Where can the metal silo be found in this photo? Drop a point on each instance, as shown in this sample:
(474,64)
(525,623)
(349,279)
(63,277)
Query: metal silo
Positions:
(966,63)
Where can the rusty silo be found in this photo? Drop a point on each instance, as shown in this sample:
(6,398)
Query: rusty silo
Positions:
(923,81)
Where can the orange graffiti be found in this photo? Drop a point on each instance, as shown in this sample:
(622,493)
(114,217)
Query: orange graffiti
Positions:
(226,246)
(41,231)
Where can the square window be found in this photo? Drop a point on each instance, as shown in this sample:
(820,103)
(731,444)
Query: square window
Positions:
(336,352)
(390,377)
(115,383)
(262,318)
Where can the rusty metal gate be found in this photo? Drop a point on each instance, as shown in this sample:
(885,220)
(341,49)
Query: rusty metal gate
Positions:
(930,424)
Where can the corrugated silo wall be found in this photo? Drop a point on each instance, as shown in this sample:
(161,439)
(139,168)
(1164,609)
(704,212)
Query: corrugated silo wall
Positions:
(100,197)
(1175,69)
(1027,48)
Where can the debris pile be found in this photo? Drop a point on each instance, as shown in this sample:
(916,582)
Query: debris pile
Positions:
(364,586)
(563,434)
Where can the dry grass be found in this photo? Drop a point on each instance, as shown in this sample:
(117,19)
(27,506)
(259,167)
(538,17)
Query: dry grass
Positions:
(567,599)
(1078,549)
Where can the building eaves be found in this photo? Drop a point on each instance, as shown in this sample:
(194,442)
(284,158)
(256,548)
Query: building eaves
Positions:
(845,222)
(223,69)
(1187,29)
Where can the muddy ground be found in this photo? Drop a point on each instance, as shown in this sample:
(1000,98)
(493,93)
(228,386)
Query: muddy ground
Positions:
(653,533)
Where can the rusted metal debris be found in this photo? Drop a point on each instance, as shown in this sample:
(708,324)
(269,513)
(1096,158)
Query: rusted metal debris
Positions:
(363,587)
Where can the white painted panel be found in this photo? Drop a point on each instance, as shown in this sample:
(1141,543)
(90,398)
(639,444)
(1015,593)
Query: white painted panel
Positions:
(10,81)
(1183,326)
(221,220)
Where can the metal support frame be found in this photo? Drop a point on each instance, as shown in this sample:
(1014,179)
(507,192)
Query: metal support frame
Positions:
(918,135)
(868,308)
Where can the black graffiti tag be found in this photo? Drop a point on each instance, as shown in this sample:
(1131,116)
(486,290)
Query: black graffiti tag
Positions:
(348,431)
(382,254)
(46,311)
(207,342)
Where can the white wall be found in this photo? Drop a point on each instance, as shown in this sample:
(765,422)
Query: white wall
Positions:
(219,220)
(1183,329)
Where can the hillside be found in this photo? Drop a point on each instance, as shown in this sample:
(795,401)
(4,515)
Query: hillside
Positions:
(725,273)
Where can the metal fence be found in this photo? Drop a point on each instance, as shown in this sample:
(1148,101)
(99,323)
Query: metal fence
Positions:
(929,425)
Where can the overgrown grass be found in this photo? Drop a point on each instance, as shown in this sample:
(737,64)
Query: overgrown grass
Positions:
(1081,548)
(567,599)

▶ [TASK PROMPT] Exactly one number is the answer: how many lines in the data include the word "rusty".

▶ [ANSWER BOX] 4